* **TEXT EXTRACT**:
——

March 27, 2023

Burma/Myanmar: What Everyone Needs to Know

Author David I. Steinberg

Oxford University Press,

October 2009


A Book Review by Will Shapira

Did you know that with an estimated 3,000 Karen refugees settled in Minnesota, we are now home to about one-sixth of all of those who through 2008 managed to escape the murderous military junta that rules Burma-Myanmar with a bloody iron fist?

That’s just one of the facts I gleaned from a new book entitled “Burma/Myanmar: What Everyone Needs to Know” by David I. Steinberg (Oxford University Press). Steinberg is a Professor of Asian Studies and the School of Foreign Service at Georgetown University.

For those unfamiliar with the Karen, I also recommend a searing article about how difficult it is for them to escape the clutches of the junta: “Surrender Is Not an Option” by Mac McClellan in the March/April Edition of The article is now a book with the same title.

As volunteer tutor of English to about 30 high school age students at Fairview Alternative high School, Roseville, Minn., I know first-hand about the living hell some of them endured before they were able to come to the U.S. from refugee camps in Thailand, sponsored either by religious organizations or by the U.N. To better understand our new neighbors, reading the book will be of great assistance.

——

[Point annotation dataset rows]
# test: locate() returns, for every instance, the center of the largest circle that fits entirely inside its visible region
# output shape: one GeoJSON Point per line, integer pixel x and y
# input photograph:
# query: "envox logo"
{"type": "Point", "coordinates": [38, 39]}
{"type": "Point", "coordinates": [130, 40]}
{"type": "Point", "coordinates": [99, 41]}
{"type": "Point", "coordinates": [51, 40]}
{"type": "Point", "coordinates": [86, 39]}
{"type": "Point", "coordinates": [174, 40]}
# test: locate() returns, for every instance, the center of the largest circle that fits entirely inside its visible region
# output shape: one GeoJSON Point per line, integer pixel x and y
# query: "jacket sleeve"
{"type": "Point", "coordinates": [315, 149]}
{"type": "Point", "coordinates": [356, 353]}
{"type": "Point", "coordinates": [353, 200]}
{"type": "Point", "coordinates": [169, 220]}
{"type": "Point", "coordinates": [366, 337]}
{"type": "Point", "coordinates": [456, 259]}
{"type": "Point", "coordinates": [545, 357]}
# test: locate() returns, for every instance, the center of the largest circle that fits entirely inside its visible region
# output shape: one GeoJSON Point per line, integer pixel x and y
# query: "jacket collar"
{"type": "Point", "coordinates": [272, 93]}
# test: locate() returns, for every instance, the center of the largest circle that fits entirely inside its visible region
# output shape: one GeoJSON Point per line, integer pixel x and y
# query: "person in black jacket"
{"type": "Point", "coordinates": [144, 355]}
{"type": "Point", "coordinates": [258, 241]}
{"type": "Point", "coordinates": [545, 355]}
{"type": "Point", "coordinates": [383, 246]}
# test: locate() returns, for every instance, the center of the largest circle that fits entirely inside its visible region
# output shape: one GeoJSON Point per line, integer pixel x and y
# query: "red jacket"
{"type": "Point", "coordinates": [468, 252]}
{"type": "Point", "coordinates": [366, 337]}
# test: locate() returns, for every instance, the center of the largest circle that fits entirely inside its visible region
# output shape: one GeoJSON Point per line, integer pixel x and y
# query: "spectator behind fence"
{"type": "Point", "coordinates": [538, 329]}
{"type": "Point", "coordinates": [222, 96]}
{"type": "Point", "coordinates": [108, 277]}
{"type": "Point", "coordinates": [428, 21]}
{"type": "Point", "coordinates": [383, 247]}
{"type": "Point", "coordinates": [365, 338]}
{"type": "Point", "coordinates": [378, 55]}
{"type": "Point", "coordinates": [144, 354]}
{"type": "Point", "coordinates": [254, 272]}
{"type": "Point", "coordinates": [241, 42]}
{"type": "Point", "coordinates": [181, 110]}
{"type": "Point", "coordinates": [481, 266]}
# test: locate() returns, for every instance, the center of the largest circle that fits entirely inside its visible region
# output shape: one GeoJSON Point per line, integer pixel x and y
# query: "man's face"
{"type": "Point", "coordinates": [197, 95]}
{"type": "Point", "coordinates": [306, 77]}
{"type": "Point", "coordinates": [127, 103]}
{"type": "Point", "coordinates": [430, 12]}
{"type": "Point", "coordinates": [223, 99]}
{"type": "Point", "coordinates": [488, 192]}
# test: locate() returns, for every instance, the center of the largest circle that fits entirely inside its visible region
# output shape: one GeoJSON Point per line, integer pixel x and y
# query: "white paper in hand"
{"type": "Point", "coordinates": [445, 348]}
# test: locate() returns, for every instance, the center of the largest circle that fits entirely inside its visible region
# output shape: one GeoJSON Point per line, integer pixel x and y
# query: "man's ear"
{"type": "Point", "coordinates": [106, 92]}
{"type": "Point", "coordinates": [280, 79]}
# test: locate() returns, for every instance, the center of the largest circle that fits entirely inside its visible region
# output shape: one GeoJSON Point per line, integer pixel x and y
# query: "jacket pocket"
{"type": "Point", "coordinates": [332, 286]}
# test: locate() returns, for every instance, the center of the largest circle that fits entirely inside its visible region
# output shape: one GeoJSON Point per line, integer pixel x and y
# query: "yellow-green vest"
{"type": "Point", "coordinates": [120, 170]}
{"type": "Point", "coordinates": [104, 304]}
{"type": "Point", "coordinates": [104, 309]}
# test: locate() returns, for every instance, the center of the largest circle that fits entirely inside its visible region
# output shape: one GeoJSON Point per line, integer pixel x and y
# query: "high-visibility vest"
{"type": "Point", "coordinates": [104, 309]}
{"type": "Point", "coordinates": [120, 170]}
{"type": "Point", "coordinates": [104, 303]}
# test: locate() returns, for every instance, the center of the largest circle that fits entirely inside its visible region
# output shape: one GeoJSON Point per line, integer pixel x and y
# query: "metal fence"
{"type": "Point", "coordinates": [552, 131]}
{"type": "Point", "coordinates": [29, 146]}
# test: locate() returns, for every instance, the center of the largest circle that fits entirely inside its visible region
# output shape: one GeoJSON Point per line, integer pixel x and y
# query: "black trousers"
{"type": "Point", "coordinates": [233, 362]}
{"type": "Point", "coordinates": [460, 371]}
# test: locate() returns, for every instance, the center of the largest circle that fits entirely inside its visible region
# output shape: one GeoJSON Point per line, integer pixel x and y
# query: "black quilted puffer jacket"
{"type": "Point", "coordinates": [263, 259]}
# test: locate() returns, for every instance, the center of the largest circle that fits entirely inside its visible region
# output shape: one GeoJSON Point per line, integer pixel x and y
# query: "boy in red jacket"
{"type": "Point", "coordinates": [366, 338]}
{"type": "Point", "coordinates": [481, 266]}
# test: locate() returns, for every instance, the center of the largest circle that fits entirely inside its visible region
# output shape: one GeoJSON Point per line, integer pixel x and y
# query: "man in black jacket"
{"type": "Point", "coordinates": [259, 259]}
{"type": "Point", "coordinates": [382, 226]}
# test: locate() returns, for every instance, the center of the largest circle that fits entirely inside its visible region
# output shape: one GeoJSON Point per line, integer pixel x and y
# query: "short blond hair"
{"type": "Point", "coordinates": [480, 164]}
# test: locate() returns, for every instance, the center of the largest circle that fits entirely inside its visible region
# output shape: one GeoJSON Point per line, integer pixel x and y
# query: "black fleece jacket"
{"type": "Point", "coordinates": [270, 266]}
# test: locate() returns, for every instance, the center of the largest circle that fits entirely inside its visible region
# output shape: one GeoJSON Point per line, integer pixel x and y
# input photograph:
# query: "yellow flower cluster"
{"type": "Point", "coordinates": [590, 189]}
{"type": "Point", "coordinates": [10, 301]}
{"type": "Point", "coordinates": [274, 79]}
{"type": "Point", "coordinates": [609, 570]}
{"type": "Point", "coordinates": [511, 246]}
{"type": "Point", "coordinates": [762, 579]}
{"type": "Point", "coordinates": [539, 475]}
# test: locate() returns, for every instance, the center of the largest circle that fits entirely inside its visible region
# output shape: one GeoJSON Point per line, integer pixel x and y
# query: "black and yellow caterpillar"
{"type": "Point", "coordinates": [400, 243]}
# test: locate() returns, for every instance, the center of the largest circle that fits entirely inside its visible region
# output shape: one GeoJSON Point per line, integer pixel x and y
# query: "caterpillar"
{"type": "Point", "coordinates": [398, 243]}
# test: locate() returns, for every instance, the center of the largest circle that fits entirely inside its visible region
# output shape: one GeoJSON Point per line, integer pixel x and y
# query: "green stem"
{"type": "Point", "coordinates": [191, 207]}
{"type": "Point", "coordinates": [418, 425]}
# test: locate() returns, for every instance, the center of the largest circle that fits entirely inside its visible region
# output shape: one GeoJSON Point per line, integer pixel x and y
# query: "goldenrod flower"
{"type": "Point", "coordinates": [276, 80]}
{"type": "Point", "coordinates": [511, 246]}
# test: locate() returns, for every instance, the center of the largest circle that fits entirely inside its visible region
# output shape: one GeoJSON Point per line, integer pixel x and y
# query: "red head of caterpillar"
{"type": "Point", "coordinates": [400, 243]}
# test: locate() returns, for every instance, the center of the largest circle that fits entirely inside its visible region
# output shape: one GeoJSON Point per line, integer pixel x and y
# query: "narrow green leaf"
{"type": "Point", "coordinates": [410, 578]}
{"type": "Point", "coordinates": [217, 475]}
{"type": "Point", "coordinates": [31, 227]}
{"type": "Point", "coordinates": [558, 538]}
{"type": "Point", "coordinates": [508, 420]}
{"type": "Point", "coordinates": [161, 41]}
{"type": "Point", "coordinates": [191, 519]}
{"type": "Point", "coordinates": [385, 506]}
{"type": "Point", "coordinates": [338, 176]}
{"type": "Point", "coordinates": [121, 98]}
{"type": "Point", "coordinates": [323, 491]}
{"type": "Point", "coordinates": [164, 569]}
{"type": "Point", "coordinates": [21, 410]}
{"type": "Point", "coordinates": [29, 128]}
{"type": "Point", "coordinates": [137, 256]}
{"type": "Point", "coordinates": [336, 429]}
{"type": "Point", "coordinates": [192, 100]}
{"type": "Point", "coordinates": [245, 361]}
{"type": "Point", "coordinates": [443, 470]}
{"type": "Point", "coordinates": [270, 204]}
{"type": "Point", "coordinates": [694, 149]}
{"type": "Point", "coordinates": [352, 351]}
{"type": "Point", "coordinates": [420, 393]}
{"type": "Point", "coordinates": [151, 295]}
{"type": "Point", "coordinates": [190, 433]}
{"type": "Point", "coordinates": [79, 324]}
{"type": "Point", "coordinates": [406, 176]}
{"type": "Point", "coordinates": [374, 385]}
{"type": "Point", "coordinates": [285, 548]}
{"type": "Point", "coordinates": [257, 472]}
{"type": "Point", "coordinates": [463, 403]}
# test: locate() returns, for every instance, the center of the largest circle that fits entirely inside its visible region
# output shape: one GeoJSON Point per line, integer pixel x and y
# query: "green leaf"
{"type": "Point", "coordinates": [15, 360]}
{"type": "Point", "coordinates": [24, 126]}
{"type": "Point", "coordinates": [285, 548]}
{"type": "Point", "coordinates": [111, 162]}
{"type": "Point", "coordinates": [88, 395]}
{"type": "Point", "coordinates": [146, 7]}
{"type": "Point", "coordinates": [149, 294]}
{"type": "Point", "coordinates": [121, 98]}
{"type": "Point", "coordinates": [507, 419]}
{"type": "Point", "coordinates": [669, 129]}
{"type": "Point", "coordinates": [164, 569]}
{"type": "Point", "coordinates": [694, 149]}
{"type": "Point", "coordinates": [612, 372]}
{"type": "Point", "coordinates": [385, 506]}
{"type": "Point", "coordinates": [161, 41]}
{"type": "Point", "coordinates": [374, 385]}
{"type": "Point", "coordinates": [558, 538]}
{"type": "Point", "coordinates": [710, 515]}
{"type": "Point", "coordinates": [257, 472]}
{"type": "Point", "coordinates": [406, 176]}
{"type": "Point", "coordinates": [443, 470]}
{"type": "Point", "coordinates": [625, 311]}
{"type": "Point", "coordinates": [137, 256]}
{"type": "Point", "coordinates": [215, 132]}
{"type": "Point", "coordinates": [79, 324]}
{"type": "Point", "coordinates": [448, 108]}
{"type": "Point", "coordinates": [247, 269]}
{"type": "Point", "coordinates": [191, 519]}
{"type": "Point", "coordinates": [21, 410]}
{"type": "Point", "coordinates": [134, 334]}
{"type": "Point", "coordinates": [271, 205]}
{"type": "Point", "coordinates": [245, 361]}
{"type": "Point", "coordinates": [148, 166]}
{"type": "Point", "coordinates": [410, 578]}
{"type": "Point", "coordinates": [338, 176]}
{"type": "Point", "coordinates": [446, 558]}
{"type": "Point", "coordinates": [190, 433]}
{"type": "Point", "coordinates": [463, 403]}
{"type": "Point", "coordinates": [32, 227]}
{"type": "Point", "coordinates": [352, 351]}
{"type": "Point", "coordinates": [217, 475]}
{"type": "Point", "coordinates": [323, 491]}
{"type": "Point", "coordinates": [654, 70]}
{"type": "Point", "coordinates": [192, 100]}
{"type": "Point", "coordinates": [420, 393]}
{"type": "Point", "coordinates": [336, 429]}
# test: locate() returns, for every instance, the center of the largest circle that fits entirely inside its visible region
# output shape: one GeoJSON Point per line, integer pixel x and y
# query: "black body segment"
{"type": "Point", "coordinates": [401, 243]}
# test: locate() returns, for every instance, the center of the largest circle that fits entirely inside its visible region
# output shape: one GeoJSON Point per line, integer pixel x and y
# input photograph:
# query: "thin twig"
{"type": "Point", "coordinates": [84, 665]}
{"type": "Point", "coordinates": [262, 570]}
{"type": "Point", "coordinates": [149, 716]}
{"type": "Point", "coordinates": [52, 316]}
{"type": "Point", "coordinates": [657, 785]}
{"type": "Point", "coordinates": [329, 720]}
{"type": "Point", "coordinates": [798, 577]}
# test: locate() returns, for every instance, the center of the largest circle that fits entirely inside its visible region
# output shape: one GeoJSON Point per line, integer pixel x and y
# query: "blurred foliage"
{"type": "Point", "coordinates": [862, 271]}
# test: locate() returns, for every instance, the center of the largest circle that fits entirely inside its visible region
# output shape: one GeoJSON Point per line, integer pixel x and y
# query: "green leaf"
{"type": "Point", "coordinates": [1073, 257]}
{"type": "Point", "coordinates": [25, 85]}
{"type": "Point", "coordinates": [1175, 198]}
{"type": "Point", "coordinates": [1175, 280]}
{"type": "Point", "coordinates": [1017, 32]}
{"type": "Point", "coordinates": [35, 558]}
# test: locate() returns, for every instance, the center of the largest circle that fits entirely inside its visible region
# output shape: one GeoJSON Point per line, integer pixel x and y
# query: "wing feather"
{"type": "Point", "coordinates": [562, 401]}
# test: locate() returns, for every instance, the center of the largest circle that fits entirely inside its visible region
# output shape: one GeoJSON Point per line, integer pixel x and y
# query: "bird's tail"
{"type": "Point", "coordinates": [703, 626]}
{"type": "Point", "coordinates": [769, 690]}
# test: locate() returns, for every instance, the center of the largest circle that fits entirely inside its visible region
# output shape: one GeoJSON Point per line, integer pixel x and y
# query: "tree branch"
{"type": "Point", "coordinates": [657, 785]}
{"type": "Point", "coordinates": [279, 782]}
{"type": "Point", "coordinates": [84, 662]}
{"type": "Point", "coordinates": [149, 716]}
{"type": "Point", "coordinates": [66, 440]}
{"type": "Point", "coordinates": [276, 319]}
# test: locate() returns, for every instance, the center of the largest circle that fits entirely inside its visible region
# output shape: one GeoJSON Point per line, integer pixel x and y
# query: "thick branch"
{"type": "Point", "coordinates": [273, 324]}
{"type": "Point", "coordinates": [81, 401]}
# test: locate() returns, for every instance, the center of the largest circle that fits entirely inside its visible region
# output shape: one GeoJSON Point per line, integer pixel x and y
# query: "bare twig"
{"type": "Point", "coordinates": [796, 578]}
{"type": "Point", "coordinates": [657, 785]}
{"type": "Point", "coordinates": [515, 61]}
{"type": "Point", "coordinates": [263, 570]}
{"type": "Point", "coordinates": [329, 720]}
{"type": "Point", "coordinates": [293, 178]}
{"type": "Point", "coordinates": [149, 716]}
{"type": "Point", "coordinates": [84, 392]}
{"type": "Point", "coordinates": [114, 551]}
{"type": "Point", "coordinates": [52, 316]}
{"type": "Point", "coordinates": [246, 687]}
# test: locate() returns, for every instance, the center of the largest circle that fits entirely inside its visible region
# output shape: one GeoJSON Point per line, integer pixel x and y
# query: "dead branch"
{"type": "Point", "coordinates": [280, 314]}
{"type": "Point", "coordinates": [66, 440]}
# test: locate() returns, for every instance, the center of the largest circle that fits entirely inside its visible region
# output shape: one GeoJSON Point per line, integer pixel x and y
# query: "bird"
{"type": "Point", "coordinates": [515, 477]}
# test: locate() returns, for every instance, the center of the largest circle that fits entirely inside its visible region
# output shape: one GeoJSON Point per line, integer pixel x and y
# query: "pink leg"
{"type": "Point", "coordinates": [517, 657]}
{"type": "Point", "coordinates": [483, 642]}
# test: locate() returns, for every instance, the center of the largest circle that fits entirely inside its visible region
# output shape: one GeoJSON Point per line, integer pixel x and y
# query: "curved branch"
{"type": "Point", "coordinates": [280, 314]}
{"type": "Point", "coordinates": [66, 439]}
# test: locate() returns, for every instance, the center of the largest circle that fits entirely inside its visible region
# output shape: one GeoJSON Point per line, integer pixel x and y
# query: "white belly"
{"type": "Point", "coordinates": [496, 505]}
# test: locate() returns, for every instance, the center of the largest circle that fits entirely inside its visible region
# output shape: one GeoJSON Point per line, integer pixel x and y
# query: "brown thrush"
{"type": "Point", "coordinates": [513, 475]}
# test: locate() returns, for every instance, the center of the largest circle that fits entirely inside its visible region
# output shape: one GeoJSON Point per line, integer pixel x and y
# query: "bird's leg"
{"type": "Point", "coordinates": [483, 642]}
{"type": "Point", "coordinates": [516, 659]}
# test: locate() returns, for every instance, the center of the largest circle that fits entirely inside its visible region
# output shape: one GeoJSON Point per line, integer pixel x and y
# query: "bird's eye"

——

* **DIRECTIONS**:
1. In the book review, how many Karen refugees are estimated to have settled in Minnesota?
2. Echo the part of the book review that opens with the words containing "Author David I." and closes with "at Georgetown University.".

* **ANSWERS FOR THE EXERCISE**:
1. About 3,000

2.
Author David I. Steinberg

Oxford University Press,

October 2009


A Book Review by Will Shapira

Did you know that with an estimated 3,000 Karen refugees settled in Minnesota, we are now home to about one-sixth of all of those who through 2008 managed to escape the murderous military junta that rules Burma-Myanmar with a bloody iron fist?

That’s just one of the facts I gleaned from a new book entitled “Burma/Myanmar: What Everyone Needs to Know” by David I. Steinberg (Oxford University Press). Steinberg is a Professor of Asian Studies and the School of Foreign Service at Georgetown University.